● **Exercise**
Show every line of the lines below that contains the word "balcony".

● **Extracted material**
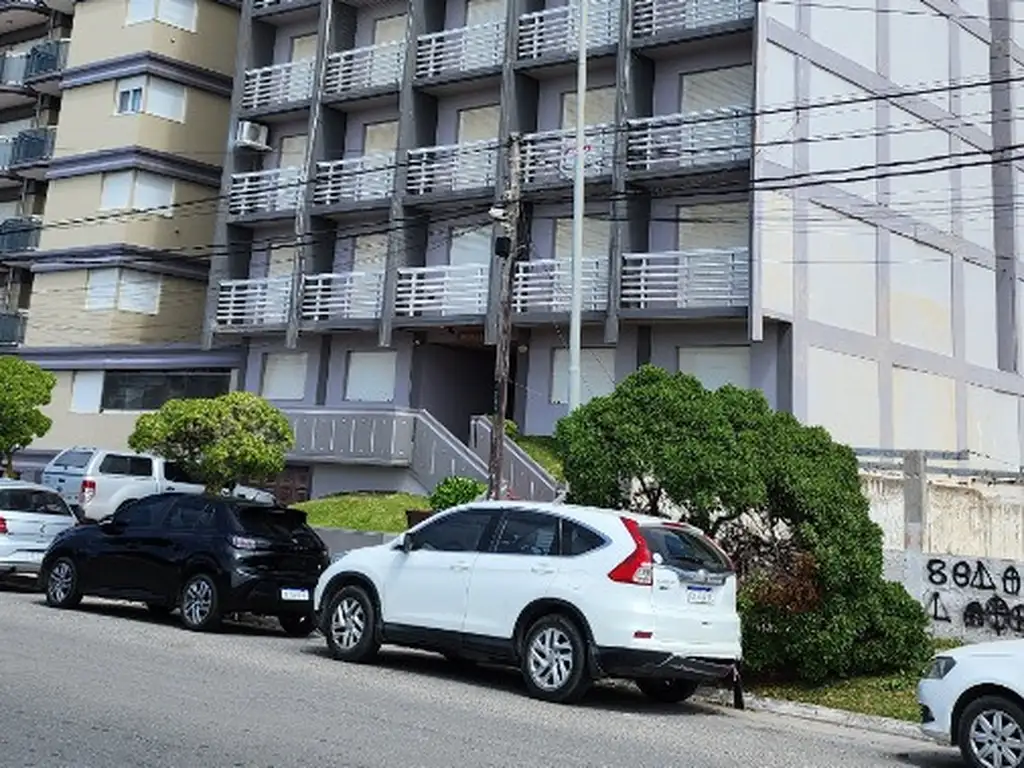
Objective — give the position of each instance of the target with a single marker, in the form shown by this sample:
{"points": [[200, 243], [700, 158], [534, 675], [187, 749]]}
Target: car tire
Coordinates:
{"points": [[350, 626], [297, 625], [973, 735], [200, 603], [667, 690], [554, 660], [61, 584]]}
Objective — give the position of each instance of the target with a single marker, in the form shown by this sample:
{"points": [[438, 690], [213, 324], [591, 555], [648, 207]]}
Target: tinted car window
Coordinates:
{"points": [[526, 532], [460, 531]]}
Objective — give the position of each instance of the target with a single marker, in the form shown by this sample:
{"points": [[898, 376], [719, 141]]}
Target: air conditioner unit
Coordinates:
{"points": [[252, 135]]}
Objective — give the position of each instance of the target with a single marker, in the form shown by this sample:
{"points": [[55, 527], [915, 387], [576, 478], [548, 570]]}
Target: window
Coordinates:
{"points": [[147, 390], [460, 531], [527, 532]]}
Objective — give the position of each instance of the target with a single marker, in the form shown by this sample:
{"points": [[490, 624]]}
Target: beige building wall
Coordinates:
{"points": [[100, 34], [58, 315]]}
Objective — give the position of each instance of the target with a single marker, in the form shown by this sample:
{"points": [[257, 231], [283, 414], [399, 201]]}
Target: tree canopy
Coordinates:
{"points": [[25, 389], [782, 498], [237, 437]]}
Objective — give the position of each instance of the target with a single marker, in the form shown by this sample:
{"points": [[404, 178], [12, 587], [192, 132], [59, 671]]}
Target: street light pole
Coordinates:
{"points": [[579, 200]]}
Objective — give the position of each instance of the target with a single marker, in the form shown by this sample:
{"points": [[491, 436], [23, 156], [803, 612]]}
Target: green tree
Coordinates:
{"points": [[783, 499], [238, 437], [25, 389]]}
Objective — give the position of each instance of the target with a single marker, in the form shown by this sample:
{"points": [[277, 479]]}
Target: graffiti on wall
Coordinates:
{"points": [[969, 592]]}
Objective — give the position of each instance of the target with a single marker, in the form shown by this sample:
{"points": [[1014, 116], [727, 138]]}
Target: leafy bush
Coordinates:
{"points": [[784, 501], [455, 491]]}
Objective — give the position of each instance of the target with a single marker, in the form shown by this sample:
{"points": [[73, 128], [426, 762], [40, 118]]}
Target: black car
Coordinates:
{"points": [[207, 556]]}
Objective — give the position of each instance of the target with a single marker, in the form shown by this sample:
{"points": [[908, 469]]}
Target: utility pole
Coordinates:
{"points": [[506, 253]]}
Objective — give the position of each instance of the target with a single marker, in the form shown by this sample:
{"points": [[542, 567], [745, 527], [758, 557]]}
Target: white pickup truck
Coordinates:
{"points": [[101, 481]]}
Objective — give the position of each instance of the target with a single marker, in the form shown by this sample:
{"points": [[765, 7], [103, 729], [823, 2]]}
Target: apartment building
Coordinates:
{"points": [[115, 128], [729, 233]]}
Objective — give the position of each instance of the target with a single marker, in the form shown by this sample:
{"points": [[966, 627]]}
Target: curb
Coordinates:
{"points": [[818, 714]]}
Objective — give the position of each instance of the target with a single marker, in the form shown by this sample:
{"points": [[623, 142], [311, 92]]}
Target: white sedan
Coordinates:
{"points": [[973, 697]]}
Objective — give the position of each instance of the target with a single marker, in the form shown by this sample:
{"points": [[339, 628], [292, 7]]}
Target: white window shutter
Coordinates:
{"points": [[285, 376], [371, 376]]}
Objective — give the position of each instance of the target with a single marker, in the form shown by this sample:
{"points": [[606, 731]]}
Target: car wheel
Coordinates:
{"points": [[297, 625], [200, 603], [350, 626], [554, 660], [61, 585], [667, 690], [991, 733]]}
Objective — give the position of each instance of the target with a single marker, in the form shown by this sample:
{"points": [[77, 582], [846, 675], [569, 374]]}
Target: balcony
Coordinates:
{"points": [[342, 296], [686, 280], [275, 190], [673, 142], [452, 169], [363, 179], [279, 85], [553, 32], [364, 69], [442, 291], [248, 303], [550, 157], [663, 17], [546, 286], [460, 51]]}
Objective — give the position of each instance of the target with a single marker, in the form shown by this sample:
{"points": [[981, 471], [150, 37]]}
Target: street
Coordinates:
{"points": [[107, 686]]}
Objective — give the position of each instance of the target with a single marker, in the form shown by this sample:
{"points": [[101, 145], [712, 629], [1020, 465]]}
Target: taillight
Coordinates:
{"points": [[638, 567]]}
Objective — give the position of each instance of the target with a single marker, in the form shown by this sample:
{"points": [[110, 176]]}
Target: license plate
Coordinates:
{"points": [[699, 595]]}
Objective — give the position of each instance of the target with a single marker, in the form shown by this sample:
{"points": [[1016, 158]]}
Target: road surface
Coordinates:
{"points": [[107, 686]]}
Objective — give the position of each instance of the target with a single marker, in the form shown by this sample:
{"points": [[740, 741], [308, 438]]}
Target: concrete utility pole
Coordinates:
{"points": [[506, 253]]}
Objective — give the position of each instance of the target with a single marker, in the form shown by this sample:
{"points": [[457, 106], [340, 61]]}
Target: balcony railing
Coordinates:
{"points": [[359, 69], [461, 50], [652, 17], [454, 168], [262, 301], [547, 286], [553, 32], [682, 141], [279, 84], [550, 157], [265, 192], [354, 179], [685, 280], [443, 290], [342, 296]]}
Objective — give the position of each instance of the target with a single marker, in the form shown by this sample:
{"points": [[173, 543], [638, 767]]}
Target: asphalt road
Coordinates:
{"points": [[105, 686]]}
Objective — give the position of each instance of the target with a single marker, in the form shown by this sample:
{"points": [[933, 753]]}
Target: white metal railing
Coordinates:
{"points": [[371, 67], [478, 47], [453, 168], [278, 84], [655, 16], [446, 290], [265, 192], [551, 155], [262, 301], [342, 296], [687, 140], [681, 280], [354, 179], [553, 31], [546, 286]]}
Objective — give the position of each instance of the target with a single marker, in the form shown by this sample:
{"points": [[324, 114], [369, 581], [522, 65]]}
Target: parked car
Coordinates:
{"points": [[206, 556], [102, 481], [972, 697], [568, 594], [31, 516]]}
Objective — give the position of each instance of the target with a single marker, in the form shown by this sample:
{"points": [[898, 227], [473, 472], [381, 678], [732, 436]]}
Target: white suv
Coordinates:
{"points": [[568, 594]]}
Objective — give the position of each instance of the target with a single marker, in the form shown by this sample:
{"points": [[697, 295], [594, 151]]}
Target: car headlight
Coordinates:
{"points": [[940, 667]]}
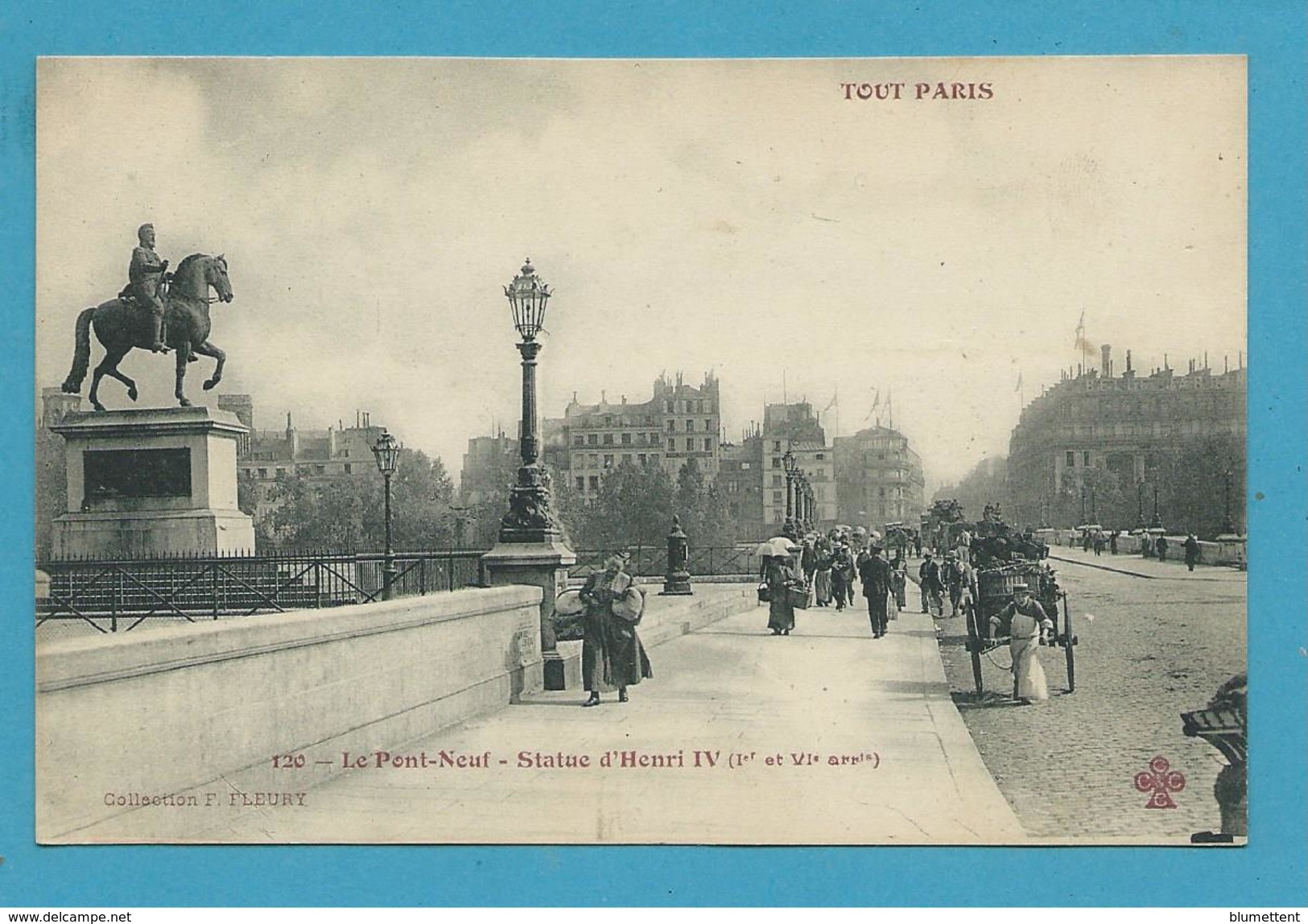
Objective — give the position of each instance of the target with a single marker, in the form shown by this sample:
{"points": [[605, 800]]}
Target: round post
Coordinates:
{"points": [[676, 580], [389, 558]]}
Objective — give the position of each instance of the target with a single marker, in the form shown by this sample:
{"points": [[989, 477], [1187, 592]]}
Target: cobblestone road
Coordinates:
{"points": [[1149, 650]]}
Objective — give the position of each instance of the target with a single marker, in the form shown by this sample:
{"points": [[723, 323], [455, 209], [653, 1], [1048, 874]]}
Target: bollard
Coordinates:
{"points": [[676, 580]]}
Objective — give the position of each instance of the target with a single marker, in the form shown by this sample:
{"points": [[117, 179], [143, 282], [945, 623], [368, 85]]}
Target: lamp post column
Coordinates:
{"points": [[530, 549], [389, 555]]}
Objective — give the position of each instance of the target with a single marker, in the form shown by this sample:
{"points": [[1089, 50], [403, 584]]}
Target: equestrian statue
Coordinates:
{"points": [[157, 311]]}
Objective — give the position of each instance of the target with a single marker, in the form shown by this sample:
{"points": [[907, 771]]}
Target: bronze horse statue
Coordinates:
---
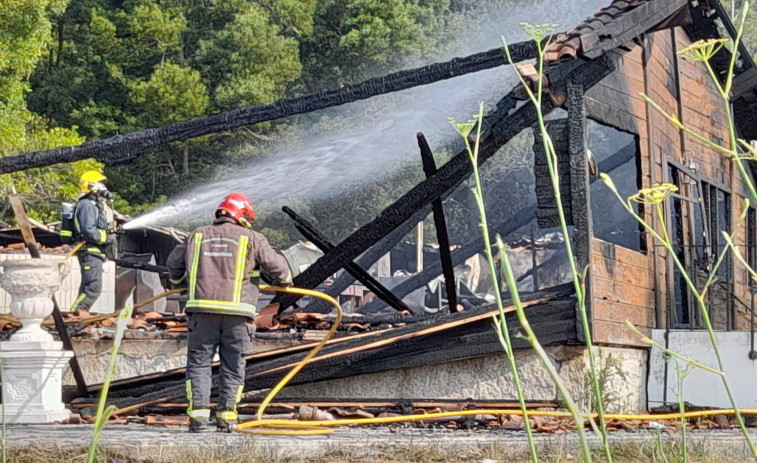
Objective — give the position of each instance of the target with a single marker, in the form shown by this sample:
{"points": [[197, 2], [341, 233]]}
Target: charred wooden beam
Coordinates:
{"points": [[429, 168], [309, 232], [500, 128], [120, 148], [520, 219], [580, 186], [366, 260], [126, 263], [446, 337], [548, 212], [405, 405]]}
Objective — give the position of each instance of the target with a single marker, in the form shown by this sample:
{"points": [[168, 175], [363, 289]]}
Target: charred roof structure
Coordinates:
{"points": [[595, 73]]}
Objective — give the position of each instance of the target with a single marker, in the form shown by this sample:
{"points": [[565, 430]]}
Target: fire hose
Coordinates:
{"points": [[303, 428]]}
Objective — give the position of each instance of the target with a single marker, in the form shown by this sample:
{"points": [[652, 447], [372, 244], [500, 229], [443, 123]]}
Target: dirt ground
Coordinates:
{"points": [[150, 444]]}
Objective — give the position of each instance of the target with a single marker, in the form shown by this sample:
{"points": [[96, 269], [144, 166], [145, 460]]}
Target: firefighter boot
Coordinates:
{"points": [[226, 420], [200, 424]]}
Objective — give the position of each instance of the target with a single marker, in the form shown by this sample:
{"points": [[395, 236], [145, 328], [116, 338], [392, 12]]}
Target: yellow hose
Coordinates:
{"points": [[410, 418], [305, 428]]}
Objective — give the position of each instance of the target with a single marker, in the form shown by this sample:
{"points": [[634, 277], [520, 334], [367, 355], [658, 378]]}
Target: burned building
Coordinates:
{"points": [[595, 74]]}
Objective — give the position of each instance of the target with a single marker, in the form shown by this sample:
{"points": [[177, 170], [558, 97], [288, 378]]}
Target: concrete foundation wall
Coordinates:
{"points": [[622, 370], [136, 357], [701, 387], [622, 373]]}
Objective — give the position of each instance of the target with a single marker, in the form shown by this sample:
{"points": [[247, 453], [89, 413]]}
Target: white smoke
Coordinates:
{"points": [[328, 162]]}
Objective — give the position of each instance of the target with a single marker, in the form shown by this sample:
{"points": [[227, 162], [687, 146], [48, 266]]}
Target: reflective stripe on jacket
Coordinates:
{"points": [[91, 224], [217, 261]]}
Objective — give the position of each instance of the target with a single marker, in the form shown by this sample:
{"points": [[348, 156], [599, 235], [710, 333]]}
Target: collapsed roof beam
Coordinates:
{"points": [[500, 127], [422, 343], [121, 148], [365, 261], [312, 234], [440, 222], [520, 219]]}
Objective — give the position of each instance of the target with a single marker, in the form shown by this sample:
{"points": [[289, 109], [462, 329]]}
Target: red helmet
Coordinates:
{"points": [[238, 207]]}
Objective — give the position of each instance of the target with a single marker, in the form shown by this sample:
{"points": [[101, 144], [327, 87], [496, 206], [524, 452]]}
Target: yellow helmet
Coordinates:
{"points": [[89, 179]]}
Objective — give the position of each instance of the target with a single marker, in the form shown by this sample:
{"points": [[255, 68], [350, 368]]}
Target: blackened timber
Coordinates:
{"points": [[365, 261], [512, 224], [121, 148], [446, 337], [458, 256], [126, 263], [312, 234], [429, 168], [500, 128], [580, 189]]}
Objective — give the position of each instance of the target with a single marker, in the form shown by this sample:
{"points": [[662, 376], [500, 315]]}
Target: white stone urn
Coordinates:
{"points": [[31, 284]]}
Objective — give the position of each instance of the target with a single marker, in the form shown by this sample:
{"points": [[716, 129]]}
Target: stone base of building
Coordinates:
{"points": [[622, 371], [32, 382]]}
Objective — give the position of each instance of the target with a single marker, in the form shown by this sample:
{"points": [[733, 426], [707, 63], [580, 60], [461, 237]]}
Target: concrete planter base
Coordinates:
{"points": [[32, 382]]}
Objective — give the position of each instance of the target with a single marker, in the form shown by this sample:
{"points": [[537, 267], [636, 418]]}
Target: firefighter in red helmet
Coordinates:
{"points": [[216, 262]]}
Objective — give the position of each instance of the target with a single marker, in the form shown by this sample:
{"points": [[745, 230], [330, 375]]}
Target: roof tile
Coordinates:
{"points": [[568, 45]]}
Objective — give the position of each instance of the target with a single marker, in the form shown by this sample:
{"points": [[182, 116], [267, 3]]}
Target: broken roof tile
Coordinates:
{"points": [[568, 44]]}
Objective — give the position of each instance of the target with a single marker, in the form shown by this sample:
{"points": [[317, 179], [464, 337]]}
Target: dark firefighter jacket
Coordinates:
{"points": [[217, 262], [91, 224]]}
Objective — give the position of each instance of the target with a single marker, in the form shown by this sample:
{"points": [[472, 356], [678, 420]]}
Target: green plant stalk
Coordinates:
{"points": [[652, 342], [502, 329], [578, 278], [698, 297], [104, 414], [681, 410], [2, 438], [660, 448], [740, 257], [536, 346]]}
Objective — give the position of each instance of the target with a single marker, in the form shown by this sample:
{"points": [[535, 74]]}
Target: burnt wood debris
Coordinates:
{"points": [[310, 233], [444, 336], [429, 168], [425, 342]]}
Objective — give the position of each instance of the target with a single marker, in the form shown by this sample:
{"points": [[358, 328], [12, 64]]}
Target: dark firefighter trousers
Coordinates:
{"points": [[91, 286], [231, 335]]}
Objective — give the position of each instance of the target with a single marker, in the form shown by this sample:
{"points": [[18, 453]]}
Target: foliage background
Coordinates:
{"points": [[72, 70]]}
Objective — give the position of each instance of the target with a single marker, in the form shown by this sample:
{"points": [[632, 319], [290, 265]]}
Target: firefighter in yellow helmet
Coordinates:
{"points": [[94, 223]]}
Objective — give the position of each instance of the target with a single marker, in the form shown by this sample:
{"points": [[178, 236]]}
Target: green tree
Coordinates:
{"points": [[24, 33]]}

● **Correct response**
Target: balcony
Target: balcony railing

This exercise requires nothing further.